■ Problem to solve ■
Each record must be repeated exactly. None may be dropped.

◇ ◇ ◇ ◇ ◇

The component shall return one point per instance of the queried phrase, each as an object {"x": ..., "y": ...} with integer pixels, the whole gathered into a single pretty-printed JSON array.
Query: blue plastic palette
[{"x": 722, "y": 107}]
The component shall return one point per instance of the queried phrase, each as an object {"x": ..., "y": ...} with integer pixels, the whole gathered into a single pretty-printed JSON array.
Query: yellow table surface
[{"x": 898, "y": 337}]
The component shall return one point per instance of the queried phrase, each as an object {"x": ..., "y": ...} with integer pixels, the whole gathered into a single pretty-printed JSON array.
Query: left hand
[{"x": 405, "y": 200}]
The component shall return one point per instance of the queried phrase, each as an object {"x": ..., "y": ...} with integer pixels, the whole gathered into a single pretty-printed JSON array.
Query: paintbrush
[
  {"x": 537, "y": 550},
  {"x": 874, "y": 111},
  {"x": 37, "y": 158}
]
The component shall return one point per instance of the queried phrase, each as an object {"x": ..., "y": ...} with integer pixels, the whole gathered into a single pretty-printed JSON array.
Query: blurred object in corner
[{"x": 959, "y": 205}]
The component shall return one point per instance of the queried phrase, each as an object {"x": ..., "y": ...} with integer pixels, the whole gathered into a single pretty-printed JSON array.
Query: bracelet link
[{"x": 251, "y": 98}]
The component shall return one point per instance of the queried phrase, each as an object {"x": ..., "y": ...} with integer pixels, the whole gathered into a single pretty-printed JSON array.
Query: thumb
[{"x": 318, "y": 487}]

◇ ◇ ◇ ◇ ◇

■ Answer to this task ■
The component shall return one point per instance of the queried phrase, each as an object {"x": ..., "y": ...} with integer pixels, the whole gathered into a single pretty-printed JSON array.
Query: blue plastic palette
[{"x": 722, "y": 107}]
The component shall return one point per instance of the queried phrase, each as an object {"x": ..., "y": ...} with integer pixels, the whole gathered into a single pretty-printed JSON array.
Query: yellow table surface
[{"x": 898, "y": 337}]
The component shall return one point per instance of the queried phrase, each as an object {"x": ..., "y": ...} with integer pixels, the whole gathered into a single pretty-printed JSON array.
Query: left hand
[{"x": 405, "y": 200}]
The component shall return one point per instance of the queried phrase, each as an object {"x": ..., "y": ...} with integer pixels, the whole gathered into a single pretty-printed JSON array.
Query: paintbrush
[
  {"x": 537, "y": 550},
  {"x": 874, "y": 111},
  {"x": 37, "y": 158}
]
The component shall return one point per instance of the queried phrase, each as an object {"x": ..., "y": ...} with integer pixels, the whole gathered into a single pretty-printed JSON array.
Query: blurred object in corner
[{"x": 959, "y": 205}]
The component shall return one point per instance of the queried phrase, each as an object {"x": ..., "y": ...} with integer pixels, the whole gathered into a single pretty-printed JSON array.
Query: bracelet link
[{"x": 251, "y": 98}]
The component shall return one point per instance of the queried phrase, each as an object {"x": ..., "y": ...} with integer pixels, the whole gathered into a single pretty-printed JSON array.
Query: thumb
[{"x": 318, "y": 487}]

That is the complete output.